Start of Information

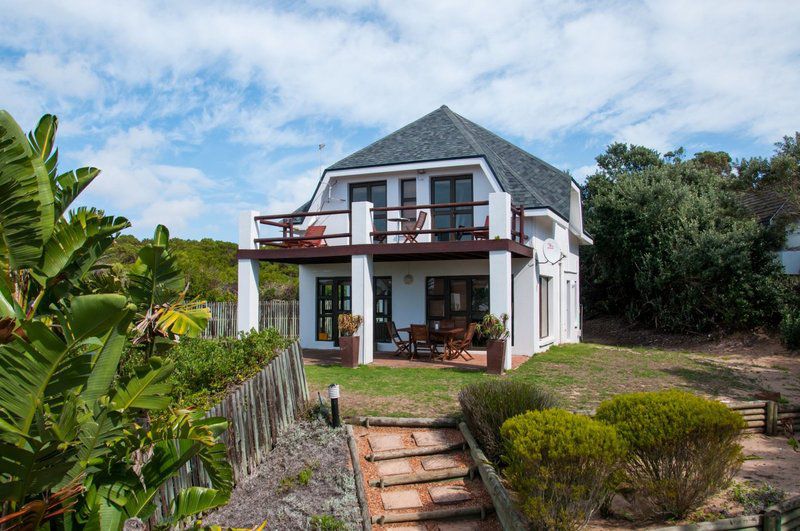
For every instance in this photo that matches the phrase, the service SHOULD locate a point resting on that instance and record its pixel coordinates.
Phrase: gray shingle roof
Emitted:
(443, 135)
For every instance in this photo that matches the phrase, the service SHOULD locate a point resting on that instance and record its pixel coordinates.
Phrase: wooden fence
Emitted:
(281, 315)
(257, 412)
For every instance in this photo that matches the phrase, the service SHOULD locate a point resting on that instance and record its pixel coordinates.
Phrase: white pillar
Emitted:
(361, 274)
(247, 295)
(500, 263)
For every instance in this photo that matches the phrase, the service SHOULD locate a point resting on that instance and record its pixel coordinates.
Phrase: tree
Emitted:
(73, 446)
(672, 248)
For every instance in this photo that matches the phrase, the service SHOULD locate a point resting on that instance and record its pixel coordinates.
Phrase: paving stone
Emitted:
(449, 494)
(393, 467)
(382, 443)
(440, 462)
(460, 526)
(434, 438)
(400, 499)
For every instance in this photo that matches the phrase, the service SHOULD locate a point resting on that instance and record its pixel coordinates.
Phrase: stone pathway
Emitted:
(419, 487)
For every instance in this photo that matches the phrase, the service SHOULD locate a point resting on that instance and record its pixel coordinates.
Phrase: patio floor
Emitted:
(388, 359)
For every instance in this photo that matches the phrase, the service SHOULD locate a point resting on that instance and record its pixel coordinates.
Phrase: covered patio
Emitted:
(389, 359)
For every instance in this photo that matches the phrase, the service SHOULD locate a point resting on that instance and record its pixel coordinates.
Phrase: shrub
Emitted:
(206, 368)
(326, 522)
(561, 464)
(754, 499)
(487, 405)
(682, 448)
(790, 330)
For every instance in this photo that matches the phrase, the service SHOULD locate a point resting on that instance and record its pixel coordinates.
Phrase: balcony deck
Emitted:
(389, 252)
(292, 247)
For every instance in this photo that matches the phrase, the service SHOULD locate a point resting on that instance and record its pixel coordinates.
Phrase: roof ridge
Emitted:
(508, 168)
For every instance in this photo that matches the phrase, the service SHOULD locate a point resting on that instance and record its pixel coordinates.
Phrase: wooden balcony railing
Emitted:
(290, 237)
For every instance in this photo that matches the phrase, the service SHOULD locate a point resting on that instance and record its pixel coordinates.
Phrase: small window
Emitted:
(408, 196)
(544, 306)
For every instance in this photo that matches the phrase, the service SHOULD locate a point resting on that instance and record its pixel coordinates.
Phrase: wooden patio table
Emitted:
(445, 335)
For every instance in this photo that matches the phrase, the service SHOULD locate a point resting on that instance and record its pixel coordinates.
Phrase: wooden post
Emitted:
(771, 427)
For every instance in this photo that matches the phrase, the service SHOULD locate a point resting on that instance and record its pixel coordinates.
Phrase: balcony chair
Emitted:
(403, 346)
(421, 341)
(313, 230)
(459, 347)
(411, 236)
(482, 234)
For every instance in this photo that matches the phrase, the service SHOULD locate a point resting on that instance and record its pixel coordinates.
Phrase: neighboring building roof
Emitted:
(443, 135)
(769, 204)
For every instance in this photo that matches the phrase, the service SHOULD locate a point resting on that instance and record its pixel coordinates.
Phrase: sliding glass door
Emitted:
(462, 300)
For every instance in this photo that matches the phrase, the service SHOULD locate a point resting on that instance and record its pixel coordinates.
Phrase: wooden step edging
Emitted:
(438, 514)
(361, 492)
(510, 518)
(415, 452)
(400, 422)
(424, 477)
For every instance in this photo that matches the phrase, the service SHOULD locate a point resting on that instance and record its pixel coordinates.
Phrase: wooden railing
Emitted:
(291, 238)
(257, 412)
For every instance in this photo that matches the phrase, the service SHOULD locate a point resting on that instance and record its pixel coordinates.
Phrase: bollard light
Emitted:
(333, 394)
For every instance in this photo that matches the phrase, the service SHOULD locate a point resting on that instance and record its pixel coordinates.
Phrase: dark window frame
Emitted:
(469, 314)
(453, 212)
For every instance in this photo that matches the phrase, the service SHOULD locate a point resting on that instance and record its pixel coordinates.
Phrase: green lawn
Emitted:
(581, 375)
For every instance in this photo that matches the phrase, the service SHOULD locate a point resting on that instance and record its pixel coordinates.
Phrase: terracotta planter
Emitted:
(349, 347)
(495, 352)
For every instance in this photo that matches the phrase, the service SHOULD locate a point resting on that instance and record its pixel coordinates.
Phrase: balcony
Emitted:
(441, 231)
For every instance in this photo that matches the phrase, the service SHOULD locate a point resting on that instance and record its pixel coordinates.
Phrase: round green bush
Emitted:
(682, 448)
(487, 405)
(561, 464)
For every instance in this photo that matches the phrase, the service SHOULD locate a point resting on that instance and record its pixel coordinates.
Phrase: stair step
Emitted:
(422, 477)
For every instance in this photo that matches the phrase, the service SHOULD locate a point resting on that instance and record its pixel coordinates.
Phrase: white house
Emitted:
(458, 268)
(771, 206)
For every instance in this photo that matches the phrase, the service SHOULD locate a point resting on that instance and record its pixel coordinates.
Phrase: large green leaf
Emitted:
(26, 196)
(195, 500)
(74, 238)
(155, 274)
(147, 389)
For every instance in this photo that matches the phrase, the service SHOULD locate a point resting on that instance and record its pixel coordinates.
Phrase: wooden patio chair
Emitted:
(421, 341)
(403, 346)
(482, 234)
(411, 236)
(459, 347)
(313, 230)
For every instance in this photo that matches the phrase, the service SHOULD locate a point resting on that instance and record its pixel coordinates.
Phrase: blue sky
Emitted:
(197, 110)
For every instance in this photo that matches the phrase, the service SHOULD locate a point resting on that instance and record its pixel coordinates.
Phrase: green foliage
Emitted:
(210, 268)
(561, 464)
(493, 328)
(326, 522)
(790, 328)
(71, 434)
(205, 369)
(682, 448)
(754, 498)
(672, 248)
(488, 404)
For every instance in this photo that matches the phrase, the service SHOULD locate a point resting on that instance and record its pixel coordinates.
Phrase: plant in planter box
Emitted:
(348, 341)
(495, 330)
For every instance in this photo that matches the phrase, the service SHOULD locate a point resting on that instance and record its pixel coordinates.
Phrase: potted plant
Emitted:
(348, 342)
(495, 330)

End of Information

- _Exercise aim_: Search the data for "balcony". Copy each line that has it.

- _Result of the exercise_:
Phrase: balcony deck
Phrase: wooden balcony railing
Phrase: balcony chair
Phrase: balcony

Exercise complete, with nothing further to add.